(MATERIAL FOR THE TASK):
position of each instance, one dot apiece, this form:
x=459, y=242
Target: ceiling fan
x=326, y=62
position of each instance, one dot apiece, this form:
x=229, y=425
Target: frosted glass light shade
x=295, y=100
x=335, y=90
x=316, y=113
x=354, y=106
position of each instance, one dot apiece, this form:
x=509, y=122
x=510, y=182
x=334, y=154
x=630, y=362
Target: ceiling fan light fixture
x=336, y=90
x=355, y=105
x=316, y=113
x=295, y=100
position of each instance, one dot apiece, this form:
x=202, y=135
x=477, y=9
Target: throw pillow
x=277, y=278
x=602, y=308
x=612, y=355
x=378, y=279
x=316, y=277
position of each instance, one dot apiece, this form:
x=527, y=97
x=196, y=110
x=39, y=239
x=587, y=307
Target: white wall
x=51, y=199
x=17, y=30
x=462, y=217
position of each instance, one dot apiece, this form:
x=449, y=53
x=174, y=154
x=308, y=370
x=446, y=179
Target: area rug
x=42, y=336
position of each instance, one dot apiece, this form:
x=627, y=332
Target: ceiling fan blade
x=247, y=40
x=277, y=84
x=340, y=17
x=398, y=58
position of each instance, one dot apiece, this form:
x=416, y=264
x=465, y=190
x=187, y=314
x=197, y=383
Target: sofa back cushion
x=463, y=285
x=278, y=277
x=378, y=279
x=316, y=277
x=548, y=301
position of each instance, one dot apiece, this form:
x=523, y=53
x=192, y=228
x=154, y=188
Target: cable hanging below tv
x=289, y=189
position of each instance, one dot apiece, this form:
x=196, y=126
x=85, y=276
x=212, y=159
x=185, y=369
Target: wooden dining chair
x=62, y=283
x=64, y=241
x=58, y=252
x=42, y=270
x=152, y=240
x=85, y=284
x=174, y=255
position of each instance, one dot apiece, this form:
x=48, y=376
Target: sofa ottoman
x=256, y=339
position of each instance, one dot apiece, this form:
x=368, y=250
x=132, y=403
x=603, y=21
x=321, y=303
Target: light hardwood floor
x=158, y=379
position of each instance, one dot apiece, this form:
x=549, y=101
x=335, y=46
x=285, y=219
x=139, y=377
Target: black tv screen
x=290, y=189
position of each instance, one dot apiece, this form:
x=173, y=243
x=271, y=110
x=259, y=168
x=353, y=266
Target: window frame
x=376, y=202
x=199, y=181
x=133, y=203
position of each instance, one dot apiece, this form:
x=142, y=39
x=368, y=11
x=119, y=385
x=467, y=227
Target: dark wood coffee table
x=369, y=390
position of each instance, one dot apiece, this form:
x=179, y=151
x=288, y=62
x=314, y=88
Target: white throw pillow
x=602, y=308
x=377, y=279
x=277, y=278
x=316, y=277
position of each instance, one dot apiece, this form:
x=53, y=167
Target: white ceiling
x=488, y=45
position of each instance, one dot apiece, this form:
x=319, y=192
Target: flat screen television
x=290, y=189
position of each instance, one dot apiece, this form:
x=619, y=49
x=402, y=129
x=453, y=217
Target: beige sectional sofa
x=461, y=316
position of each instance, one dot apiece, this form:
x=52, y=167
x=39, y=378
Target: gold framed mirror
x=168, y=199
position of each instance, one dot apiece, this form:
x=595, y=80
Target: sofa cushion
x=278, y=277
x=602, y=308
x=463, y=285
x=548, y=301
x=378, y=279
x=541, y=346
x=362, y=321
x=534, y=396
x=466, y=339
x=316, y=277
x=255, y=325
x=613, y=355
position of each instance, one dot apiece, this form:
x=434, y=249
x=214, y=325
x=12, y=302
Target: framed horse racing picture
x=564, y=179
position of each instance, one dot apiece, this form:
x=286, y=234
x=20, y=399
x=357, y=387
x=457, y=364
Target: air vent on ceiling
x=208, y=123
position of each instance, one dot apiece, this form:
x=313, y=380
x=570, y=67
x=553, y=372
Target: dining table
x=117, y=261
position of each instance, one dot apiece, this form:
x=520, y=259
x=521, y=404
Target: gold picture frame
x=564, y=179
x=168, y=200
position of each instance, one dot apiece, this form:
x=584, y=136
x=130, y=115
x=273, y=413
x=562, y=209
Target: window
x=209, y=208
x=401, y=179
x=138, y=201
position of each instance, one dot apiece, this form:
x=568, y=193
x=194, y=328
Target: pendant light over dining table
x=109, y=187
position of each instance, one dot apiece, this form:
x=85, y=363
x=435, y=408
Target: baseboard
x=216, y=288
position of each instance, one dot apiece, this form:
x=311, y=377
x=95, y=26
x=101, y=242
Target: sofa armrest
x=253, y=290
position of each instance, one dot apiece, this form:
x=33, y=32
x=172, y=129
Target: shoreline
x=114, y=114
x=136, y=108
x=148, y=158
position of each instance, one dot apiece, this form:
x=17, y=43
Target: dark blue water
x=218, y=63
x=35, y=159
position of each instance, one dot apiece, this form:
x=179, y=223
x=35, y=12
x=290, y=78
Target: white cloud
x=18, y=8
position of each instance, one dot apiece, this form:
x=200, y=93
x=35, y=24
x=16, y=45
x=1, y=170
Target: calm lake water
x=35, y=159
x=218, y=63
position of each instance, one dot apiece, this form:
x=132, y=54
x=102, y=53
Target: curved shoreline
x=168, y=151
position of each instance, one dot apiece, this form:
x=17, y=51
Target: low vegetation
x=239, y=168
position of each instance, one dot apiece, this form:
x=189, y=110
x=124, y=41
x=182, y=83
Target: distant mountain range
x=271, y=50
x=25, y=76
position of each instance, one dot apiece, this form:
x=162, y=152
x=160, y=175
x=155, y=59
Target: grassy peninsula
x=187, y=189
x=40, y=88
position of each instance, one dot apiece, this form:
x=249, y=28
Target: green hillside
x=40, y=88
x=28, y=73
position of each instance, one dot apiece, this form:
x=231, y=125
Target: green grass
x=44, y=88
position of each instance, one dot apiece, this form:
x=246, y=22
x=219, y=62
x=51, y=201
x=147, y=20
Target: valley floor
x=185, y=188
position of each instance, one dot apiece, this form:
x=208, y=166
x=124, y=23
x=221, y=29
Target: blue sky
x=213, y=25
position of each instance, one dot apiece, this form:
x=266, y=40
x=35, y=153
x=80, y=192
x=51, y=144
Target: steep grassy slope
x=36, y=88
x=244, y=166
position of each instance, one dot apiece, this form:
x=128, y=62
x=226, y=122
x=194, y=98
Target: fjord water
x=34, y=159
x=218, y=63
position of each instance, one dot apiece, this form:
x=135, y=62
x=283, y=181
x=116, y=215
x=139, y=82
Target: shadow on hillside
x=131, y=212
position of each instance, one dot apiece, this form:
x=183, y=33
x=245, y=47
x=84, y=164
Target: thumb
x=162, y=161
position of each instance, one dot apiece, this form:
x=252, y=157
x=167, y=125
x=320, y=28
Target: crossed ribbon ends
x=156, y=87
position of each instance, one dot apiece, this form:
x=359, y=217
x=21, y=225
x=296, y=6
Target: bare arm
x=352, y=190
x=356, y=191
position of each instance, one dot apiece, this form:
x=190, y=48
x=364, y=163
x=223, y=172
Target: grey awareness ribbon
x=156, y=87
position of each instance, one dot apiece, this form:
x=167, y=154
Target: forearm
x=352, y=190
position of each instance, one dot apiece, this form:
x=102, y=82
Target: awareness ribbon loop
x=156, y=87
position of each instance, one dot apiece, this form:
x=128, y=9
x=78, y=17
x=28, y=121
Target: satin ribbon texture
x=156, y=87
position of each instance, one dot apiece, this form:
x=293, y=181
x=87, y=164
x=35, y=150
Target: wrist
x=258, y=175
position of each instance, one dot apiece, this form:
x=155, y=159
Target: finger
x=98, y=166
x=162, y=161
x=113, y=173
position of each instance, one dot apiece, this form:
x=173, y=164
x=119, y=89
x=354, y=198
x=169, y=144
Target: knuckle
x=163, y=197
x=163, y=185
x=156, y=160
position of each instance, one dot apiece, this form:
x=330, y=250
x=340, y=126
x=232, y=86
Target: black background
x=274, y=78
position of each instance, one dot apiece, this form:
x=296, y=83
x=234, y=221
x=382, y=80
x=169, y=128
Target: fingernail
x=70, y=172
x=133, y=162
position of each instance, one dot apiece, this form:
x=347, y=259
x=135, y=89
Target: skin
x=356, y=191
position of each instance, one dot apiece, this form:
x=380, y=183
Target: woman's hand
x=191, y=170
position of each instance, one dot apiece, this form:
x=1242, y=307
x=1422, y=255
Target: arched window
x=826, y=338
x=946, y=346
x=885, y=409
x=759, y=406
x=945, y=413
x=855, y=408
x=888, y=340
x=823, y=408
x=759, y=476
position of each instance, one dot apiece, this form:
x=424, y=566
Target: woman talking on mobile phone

(WHAT IS BEING ASKED):
Rescale the lines starting at the first line and ending at the line containing "x=354, y=106": reproduce every line, multiplying the x and y coordinates of the answer points by 0.75 and rounding to whole numbers with halves rounded up. Leave the sample coordinates that show the format unchanged.

(EXERCISE SOLUTION):
position of each instance, one dot apiece, this form:
x=459, y=242
Target: ceiling fan
x=245, y=47
position of each instance, one dot apiece, this form:
x=229, y=425
Target: frosted glass light shade
x=221, y=75
x=251, y=68
x=237, y=85
x=266, y=80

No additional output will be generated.